Region pointing data

• • • • • • •

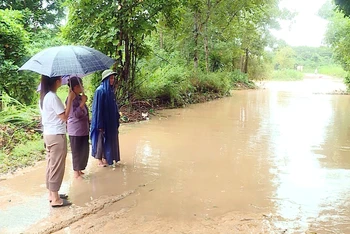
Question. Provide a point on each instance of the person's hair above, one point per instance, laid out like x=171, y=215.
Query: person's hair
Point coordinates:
x=47, y=85
x=74, y=81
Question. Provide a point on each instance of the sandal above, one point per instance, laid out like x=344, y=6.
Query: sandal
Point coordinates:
x=64, y=203
x=62, y=196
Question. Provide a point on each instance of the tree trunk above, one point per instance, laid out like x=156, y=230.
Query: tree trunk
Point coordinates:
x=206, y=48
x=242, y=63
x=0, y=100
x=161, y=42
x=196, y=36
x=246, y=61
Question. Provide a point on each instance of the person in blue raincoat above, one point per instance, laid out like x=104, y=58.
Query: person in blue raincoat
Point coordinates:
x=105, y=122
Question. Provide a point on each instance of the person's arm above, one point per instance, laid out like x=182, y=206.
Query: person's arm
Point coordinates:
x=64, y=115
x=97, y=110
x=81, y=110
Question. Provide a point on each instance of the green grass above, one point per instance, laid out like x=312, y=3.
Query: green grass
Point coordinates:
x=24, y=154
x=332, y=70
x=287, y=75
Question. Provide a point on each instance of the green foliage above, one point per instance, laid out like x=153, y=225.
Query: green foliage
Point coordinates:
x=287, y=75
x=285, y=58
x=344, y=6
x=313, y=57
x=169, y=85
x=338, y=37
x=13, y=44
x=332, y=70
x=37, y=13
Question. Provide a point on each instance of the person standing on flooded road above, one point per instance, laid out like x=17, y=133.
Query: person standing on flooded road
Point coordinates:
x=105, y=122
x=78, y=127
x=54, y=117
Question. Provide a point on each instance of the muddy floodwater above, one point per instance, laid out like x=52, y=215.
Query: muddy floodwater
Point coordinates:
x=275, y=160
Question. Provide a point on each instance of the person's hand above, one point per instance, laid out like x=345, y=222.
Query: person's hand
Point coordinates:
x=71, y=96
x=83, y=98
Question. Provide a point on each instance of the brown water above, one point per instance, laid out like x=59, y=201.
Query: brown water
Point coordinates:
x=261, y=161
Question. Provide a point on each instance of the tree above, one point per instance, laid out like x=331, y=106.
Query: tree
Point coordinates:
x=117, y=28
x=338, y=37
x=13, y=44
x=344, y=6
x=36, y=13
x=285, y=58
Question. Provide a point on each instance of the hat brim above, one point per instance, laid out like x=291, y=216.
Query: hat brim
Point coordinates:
x=107, y=75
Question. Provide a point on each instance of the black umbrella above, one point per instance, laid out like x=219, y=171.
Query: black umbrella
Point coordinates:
x=68, y=60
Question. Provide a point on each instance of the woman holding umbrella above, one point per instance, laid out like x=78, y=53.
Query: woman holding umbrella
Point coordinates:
x=54, y=117
x=105, y=122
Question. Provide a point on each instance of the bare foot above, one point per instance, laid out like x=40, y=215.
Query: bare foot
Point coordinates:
x=56, y=202
x=100, y=163
x=76, y=174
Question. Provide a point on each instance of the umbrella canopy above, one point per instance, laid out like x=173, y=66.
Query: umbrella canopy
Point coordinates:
x=63, y=60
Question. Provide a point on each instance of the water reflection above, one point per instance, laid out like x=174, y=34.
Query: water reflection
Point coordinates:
x=299, y=127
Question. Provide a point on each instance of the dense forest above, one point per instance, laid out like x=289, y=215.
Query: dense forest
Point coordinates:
x=167, y=52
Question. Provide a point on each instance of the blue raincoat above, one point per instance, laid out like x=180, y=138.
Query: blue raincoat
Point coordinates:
x=105, y=115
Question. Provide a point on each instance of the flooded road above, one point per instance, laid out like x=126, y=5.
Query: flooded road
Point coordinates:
x=262, y=161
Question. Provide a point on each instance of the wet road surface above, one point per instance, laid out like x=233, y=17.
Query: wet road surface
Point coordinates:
x=262, y=161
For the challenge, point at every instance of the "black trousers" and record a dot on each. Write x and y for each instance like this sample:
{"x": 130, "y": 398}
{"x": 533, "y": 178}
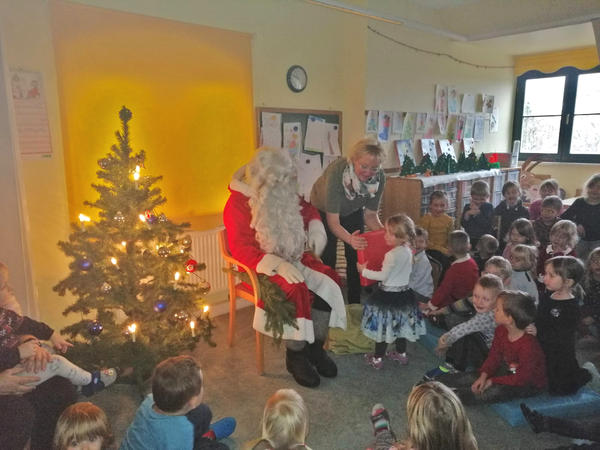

• • • • • • •

ACTIVITY: The lines to be transcribed are those from the first line of the data above through the line holding "Query: sandal", inclusive; copy them exactly and only, leaving out the pictures.

FINISHED EXERCISE:
Question. Provide a point on each instance of the person's hair above, one point per instance, laid out like x=171, y=215.
Query: person's hair
Point coordinates:
x=47, y=85
x=74, y=81
Question. Provide a point on each instance of the sandal above, one point per instance, laid out like x=344, y=6.
Query: sandal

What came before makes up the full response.